Фрагменты данных об ограничивающих рамках
┄┄┄┄┄┄
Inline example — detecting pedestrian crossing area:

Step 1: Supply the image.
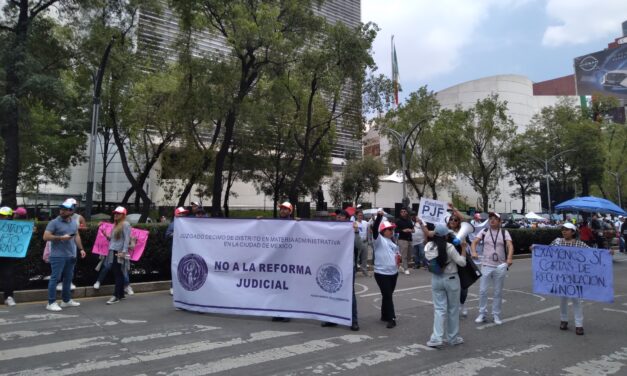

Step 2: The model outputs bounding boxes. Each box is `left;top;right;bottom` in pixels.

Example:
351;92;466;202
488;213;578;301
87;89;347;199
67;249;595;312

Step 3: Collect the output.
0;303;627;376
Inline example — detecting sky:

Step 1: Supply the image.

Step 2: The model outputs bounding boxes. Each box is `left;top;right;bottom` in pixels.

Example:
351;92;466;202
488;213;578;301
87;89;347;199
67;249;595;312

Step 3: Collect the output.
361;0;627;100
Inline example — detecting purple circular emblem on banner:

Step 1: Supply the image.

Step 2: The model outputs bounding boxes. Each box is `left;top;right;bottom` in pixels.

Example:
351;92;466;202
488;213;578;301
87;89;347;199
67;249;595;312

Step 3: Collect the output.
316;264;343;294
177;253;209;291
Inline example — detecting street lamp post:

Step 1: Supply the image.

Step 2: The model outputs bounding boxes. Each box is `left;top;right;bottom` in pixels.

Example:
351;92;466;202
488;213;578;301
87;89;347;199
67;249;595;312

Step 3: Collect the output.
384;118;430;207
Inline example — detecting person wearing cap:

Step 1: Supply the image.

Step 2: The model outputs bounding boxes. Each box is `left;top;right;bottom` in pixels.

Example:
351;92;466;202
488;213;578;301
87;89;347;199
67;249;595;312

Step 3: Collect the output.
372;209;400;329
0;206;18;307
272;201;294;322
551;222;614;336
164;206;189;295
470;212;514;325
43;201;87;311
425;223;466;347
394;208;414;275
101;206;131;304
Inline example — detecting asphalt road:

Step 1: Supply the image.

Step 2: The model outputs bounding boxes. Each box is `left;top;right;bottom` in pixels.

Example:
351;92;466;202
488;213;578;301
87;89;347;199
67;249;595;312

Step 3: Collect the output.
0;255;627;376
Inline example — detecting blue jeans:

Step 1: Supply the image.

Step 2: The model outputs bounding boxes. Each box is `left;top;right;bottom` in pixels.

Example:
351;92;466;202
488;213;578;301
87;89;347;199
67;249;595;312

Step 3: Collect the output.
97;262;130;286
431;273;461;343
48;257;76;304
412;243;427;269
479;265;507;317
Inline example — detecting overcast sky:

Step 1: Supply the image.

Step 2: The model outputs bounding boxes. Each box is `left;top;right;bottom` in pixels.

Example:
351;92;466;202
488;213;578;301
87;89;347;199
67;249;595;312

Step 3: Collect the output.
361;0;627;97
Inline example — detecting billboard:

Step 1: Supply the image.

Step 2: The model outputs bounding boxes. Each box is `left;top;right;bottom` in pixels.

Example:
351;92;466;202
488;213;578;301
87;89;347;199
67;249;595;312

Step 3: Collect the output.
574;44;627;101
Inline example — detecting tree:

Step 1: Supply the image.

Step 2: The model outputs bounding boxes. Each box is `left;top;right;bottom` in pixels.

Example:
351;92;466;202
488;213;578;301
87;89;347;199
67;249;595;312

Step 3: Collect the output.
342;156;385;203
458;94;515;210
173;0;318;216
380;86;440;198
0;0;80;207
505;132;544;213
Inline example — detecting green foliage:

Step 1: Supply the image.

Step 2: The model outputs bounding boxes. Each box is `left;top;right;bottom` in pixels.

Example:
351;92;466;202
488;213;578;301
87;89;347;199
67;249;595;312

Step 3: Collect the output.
┄┄┄┄┄┄
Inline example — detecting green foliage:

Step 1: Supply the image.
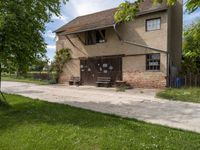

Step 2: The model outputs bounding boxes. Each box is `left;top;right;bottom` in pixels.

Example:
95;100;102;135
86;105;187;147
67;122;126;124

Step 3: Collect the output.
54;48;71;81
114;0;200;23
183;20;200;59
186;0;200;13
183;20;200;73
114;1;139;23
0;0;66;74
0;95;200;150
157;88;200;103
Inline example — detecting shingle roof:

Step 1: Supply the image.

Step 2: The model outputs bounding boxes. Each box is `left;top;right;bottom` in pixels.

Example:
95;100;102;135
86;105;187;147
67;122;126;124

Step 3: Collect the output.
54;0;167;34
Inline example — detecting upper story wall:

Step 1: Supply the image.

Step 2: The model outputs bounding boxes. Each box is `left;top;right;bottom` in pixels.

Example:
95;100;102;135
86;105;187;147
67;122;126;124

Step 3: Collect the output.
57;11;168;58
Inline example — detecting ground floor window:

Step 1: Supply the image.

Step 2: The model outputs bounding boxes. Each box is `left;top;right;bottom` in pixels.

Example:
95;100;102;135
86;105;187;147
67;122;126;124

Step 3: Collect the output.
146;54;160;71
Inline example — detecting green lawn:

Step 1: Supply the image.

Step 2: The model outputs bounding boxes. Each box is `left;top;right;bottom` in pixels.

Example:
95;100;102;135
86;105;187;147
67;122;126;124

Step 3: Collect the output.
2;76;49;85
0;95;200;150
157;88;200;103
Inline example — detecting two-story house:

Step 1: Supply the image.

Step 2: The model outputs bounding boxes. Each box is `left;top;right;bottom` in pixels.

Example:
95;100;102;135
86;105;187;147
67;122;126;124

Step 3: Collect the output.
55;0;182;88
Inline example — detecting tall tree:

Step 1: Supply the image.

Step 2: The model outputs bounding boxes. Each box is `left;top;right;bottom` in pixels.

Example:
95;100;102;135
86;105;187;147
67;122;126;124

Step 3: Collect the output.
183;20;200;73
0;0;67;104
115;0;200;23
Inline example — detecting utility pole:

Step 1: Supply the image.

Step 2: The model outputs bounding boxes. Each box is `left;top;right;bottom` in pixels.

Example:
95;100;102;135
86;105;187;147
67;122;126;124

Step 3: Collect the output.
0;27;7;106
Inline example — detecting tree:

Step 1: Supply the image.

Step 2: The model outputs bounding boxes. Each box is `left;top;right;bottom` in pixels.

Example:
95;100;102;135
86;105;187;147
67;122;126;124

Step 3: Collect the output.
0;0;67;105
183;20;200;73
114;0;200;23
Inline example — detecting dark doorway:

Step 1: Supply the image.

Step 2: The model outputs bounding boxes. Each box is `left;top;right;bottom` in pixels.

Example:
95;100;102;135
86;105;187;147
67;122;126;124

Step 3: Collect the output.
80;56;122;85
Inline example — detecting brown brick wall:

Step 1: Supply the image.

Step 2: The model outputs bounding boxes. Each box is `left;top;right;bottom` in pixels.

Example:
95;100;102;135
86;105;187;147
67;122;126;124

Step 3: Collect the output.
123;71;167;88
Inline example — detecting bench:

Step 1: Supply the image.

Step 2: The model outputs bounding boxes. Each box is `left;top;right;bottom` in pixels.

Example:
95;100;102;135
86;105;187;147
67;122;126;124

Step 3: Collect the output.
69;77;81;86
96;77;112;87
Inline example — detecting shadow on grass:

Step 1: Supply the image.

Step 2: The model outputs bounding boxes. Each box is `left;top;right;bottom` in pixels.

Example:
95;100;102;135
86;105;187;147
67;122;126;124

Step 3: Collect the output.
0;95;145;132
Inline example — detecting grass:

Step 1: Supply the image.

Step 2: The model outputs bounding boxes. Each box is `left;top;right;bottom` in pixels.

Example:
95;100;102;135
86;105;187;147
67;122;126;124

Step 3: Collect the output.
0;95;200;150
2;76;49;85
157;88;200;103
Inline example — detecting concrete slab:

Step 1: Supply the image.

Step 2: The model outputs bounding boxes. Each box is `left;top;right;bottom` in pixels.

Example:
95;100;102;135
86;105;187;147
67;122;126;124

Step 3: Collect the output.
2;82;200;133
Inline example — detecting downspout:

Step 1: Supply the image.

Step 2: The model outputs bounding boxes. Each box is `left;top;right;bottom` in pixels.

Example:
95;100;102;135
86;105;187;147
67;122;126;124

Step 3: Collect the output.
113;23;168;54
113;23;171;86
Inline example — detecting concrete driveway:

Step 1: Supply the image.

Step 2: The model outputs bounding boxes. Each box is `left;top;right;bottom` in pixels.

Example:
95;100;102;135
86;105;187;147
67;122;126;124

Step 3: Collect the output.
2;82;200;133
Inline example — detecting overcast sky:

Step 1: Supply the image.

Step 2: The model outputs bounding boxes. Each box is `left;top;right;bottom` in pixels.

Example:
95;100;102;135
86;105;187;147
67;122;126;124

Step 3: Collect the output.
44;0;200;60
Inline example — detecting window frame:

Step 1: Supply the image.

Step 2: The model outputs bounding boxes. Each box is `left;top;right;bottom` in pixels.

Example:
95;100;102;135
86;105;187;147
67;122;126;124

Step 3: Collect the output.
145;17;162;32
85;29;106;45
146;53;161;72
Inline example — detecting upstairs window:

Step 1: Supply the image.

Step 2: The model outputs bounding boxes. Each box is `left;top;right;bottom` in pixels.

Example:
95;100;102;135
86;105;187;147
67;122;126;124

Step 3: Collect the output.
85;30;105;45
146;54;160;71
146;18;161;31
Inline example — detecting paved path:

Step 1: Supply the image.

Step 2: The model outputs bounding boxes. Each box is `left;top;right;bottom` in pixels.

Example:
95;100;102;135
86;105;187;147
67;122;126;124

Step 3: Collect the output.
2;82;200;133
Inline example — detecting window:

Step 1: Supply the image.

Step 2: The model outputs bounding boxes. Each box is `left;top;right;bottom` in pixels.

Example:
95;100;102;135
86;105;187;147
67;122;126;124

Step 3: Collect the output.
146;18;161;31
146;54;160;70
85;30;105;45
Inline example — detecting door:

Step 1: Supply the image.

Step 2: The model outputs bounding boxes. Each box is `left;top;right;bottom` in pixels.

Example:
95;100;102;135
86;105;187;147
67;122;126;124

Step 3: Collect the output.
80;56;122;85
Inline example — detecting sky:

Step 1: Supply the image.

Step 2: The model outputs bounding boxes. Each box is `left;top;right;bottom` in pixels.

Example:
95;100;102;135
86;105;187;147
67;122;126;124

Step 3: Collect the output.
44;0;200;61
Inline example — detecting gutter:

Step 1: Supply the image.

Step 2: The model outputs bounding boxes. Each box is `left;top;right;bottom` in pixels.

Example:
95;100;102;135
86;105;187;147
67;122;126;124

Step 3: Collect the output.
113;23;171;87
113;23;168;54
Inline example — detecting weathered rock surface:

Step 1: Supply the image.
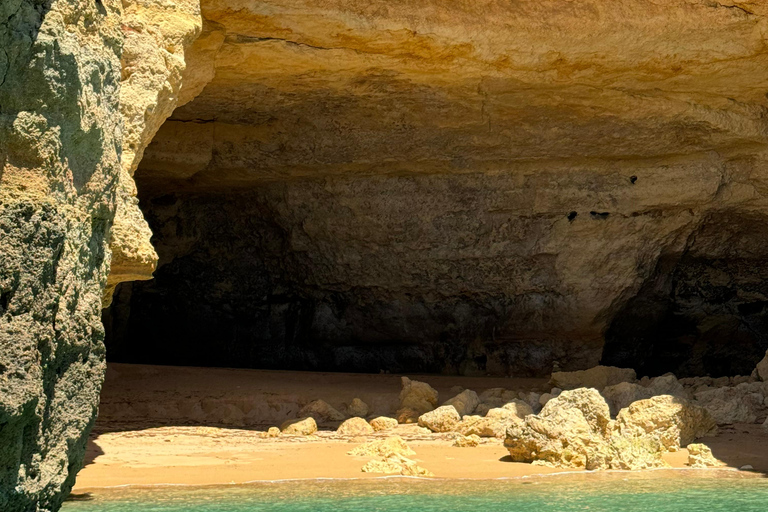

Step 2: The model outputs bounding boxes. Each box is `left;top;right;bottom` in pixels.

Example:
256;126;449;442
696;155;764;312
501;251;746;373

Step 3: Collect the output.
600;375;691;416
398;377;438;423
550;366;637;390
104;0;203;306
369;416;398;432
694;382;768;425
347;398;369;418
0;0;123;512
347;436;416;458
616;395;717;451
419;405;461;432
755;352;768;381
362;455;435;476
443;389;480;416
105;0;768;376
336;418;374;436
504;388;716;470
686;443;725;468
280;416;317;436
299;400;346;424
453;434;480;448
┄┄┄┄┄┄
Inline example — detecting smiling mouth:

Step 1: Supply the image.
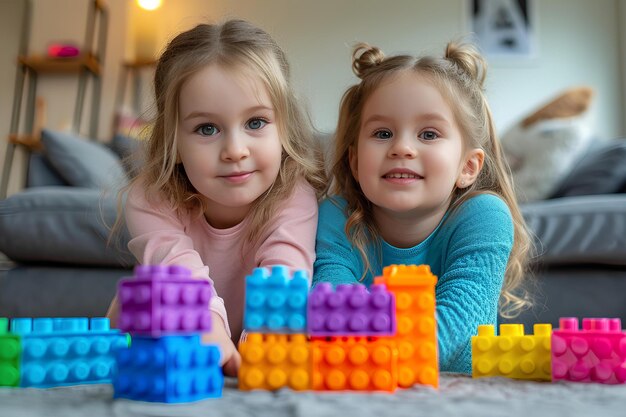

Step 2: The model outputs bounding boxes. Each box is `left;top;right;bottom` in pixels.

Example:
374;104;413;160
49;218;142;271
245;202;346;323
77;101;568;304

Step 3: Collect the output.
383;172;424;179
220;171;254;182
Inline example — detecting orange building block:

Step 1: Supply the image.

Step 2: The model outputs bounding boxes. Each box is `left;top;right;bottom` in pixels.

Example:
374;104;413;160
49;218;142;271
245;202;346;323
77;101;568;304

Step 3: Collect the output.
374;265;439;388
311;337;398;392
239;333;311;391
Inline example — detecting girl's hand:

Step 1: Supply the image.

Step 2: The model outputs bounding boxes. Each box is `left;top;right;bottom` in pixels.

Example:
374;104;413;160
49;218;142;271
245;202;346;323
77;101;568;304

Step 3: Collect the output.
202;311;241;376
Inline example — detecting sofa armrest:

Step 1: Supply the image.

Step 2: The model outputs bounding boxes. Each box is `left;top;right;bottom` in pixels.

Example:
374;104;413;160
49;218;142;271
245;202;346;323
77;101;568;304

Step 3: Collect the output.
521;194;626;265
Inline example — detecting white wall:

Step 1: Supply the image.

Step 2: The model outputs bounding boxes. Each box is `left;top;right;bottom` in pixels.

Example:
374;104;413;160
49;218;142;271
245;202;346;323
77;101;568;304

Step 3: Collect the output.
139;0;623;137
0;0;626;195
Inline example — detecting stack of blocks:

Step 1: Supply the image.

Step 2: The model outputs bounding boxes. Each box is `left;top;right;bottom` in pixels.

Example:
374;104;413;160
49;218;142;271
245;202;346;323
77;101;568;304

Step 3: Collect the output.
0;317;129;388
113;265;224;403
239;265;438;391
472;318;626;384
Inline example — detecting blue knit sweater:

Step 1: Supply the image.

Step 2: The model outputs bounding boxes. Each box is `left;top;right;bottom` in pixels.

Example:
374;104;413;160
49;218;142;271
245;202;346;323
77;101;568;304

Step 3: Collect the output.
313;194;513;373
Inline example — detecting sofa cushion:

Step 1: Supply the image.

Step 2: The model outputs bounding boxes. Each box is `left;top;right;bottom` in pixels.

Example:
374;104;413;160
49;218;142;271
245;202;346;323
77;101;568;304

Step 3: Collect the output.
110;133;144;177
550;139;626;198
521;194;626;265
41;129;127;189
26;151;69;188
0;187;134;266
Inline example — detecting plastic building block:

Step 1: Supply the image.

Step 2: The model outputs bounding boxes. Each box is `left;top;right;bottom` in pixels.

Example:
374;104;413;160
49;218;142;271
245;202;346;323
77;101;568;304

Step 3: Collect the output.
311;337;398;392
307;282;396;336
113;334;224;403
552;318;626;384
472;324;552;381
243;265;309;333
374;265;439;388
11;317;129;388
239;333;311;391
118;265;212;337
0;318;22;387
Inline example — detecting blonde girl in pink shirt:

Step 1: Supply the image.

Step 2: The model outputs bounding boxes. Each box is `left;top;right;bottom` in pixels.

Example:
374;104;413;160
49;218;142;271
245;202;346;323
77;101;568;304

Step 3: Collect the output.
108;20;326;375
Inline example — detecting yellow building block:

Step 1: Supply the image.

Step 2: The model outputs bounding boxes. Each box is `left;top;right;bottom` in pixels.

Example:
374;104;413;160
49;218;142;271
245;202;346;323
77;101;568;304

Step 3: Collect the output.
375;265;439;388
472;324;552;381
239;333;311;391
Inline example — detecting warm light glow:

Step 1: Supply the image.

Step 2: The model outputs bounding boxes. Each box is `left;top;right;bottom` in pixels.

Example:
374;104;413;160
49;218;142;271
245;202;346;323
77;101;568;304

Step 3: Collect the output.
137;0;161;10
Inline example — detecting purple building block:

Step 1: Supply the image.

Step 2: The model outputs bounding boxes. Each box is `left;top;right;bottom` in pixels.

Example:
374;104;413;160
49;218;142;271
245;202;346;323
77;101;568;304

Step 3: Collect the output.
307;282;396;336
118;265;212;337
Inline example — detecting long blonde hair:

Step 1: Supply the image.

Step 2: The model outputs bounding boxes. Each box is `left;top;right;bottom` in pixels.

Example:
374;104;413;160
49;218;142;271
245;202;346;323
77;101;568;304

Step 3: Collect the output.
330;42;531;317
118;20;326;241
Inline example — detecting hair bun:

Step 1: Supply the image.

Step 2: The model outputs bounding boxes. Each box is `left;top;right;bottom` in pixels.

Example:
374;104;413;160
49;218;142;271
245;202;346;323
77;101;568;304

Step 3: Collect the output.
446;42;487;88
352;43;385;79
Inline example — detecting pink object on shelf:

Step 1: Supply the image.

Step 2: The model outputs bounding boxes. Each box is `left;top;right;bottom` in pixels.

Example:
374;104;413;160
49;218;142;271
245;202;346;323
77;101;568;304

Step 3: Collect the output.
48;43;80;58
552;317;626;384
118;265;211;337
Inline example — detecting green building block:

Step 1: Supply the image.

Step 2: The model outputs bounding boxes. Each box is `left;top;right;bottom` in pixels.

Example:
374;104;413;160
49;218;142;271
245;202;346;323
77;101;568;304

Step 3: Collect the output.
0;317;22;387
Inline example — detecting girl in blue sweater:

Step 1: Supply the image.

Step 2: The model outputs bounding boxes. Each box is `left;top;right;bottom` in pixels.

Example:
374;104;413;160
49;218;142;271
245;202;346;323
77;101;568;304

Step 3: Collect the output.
┄┄┄┄┄┄
Задание ▸
Пожалуйста, перепишите дословно строки записей от строки, содержащей «Inline example — detecting long», до строки, содержащей «352;43;385;79», включительно. Других строк не добавляйте.

Результат ▸
Inline example — detecting long blonde hair:

Step 1: Supply the image.

Step 2: The model outputs bounding boxes. Each box is `left;top;right;bottom` in pixels.

Example:
374;104;413;160
49;218;142;271
245;202;346;323
77;101;568;304

Step 3: Collect the output.
330;42;531;317
118;20;326;241
Inline example — detecting hair bun:

Step 1: Supply the image.

Step 2: The model outputs bounding boxes. Each box is `left;top;right;bottom` in pixels.

Example:
374;104;413;160
49;218;142;271
245;202;346;323
77;101;568;304

Step 3: Collect the output.
446;42;487;88
352;43;385;79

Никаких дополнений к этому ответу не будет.